» **EXERCISE DESCRIPTION**
Transcribe the full listing exactly, and drop every picture.

Point placement records
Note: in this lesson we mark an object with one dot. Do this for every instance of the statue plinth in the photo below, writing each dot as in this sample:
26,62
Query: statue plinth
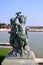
20,60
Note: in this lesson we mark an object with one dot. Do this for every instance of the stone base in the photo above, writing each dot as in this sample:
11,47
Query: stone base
20,60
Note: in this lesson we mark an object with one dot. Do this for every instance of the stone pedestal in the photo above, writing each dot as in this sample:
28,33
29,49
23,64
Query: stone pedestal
20,60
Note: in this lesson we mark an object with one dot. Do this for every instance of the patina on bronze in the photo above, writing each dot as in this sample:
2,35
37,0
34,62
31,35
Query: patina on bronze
18,34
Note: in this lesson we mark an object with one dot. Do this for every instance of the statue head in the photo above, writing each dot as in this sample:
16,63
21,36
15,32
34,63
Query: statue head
22,19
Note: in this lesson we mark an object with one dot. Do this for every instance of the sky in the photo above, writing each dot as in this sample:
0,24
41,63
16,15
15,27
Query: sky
32,9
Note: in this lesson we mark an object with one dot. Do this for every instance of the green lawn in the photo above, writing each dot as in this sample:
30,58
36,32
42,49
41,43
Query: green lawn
3,52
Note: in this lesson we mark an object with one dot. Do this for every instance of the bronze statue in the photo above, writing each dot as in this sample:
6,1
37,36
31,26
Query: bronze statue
18,37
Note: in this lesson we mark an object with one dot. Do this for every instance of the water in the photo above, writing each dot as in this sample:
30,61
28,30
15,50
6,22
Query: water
35,41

» **RIGHT ANSWER**
Note: in this lesson we mark an object with one dot. Do this for every instance of the statue plinth in the photo below, writing each dot as in this sample:
26,62
Query: statue plinth
20,60
Note: in this lesson we mark an object with one dot. Do this for every instance of the stone base in the photo above, writing each dot as in this sample:
11,47
Query: stone base
20,60
Note: in this lesson we mark an object with one dot. Do this for every instance of the stone pedestal in the photo above, writing each dot as in this sample:
28,33
29,49
23,64
Query: stone pedestal
20,60
Note: in this lesson we mark an object with one dot. Do this for every instance of the patina on bronze in the photo above, writing each dot as in this sample:
2,35
37,0
34,62
31,35
Query: patina on bronze
18,34
Note: in this lesson we mark an object with one dot. Do this for every instance of the statue head in the photo above, writing each dot as in this sample:
16,63
21,36
15,32
34,63
Query: statue head
22,19
Note: in this lesson we mark an object with one dot. Do this for every instance of the sky in the photo above, writing each dot as in this sample:
0,24
41,63
16,15
15,27
Query: sky
32,9
Note: in this lesson we mark an object with one dot. Do this for every instance of the green lawn in the photo above, writing each dot as in this sample:
30,58
36,32
42,49
41,43
Query: green lawn
3,52
Note: in this lesson we mark an object with one dot. Do this for every instance of the bronze statue in the photo above, writing each dot as in this sample:
6,1
37,36
31,26
Query: bronze statue
18,37
Note: in this lesson we mark an object with one dot. Do this for every instance of the water in the photo above, writing each dot as in this sample:
30,61
28,30
15,50
6,22
Query: water
35,41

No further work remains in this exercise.